_What is expected_
Copy the data from the line containing "TARGET = wet mud ridge" through the end, with every "pixel coordinate pair" replaced by "pixel position" and nothing else changed.

(A block of data)
_ _ _ _ _

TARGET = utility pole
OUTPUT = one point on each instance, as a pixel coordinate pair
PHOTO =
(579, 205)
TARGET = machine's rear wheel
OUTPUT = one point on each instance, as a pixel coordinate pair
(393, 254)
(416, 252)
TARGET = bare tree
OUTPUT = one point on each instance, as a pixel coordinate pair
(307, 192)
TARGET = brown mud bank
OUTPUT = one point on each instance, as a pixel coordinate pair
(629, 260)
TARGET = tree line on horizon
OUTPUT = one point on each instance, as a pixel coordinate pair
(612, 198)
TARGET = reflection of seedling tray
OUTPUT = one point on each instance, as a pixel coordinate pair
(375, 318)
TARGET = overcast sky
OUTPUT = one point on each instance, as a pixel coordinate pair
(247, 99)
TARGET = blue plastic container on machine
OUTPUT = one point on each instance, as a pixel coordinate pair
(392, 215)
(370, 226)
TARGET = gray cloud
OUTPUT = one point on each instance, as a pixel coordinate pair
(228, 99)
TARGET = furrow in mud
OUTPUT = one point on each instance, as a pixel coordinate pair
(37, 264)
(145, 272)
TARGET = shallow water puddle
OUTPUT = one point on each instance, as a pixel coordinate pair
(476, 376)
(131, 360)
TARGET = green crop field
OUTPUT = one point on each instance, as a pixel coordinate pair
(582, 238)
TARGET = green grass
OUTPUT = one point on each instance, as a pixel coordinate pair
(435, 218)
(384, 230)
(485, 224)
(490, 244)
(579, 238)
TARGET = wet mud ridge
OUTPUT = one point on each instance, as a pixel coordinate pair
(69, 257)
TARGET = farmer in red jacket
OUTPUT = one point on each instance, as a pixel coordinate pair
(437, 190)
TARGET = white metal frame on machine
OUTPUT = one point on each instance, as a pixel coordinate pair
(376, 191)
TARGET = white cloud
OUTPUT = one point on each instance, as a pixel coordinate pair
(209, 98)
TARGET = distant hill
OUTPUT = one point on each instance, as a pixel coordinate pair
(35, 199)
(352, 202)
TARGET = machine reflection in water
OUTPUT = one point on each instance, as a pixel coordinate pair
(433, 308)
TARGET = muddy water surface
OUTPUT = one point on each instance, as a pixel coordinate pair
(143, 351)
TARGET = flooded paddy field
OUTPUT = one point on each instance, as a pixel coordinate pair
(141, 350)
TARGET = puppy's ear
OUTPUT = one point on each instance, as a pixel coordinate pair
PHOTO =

_ _ _ _ _

_Result for this exercise_
TARGET = wet mud ridge
OUTPUT = one point on each instance, as a pixel position
(69, 257)
TARGET = farmer in red jacket
OUTPUT = one point on each instance, as a pixel position
(437, 190)
TARGET = white metal frame on machine
OUTPUT = one point on each instance, as a pixel position
(376, 191)
TARGET = white cloud
OUTPUT = one point on each instance, as a pixel position
(209, 98)
TARGET = distant hill
OUTPUT = one point on each instance, as a pixel position
(35, 199)
(352, 202)
TARGET = machine reflection in water
OUTPUT = one point on each instance, as a pixel position
(433, 308)
TARGET = muddy water surface
OUTPUT = one point on each instance, as a pixel position
(143, 351)
TARGET = flooded paddy field
OUTPUT = one point on each instance, as a pixel position
(141, 350)
TARGET = puppy's ear
OUTPUT = one point on each instance, as a pixel position
PHOTO =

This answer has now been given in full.